# Brief:
Transcribe the text on brand campaigns in video games, starting with "In the experience, explorers" and going on through "in the game.".

Greenpeace: Los Santos +3ºC

In hopes to raise awareness about the impending climate disaster, Greenpeace hijacked Los Santos—one of the most well-known cities in GTA. Greenpeace altered Los Santos to show the real-world effects climate change could have. Players could explore the altered Los Santos +3ºC map on the Kings Roleplay server. 

In the experience, explorers witnessed the submergence of the Santa Monica Pier, displacements of residents and the disappearance of the California coast. Characters had to wear face masks while completing various missions, including delivering drinking water and rescuing climate refugees. The campaign included links to donation pages where GTA fans could also sign a Greenpeace petition pressuring governments to declare a climate emergency. 

Heinz: Heinz Hidden Spots

To help Call of Duty: Warzone players enjoy a mid-game meal, Heinz mapped out safe spaces within the Warzone Caldera map that players could hide out in while they were eating. 

Heinz partnered with Activision on the campaign and promoted it with a 30-second spot that showed a gamer eating a burger while playing Warzone, only to be killed in the game.

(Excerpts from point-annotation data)
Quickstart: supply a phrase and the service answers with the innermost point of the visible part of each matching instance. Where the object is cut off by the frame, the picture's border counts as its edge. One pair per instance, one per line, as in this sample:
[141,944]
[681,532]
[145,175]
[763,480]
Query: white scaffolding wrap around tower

# Final result:
In the experience, explorers witnessed the submergence of the Santa Monica Pier, displacements of residents and the disappearance of the California coast. Characters had to wear face masks while completing various missions, including delivering drinking water and rescuing climate refugees. The campaign included links to donation pages where GTA fans could also sign a Greenpeace petition pressuring governments to declare a climate emergency. 

Heinz: Heinz Hidden Spots

To help Call of Duty: Warzone players enjoy a mid-game meal, Heinz mapped out safe spaces within the Warzone Caldera map that players could hide out in while they were eating. 

Heinz partnered with Activision on the campaign and promoted it with a 30-second spot that showed a gamer eating a burger while playing Warzone, only to be killed in the game.